QUOTED TEXT |
▼

Q: I’m in my mid-40s, straight, never married. Ten months ago, my girlfriend of three years dumped me. She got bored with the relationship and is generally not the marrying type. The breakup was amicable. I still love her and miss her. Last week, I wrote her a letter saying that I still love her and want us to get back together. She wrote me a nice letter back saying she doesn’t feel passion for me and we’re never getting back together. Over the past few months, I’ve started dating another girl. She’s pretty, smart, sexy, and kind. If I proposed, she’d probably say yes. I want to get married. The problem is that I don’t have the passion for her that I had for my previous girlfriend. So do I “settle” for Girlfriend No. 2 or start my search all over? Please don’t give me the bullshit that love can happen at any age. At my age, the number of single women without kids is low. How many married people settle for someone who is a good person but not their true love? —No Clever Acronym
A: There is no settling down without some settling for. Please make a note of it. Also, NCA, while passion is a great feeling—totally intoxicating—it also tends to be ephemeral. It’s a hard feeling to sustain over the long haul, and marriage is theoretically the longest of long hauls. You felt strongly about your ex, but she didn’t share your feelings. You don’t feel quite as strongly about your current girlfriend, but you would like to be married—to someone, maybe her—and Girlfriend No. 2 seems like a good candidate. I wouldn’t suggest proposing, as you’ve been seeing her for only a few months and most sane women view early, impulsive proposals as red flags. And finally, NCA, the specter of a “true love” waiting for us out there somewhere, either lost or not yet found, snuffs out more good, loving, and totally-worth-settling-for relationships than anything this side of cheating.

▲

MATERIAL SUPPLIED |
▼

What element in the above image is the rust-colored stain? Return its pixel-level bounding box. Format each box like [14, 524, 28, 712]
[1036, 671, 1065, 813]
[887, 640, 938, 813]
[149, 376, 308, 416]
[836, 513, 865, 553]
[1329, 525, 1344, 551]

▲

WORK TO COMPLETE |
In the advice column, how long had the letter writer been with the girlfriend who ended the relationship?

SOLVED EXERCISE |
Three years.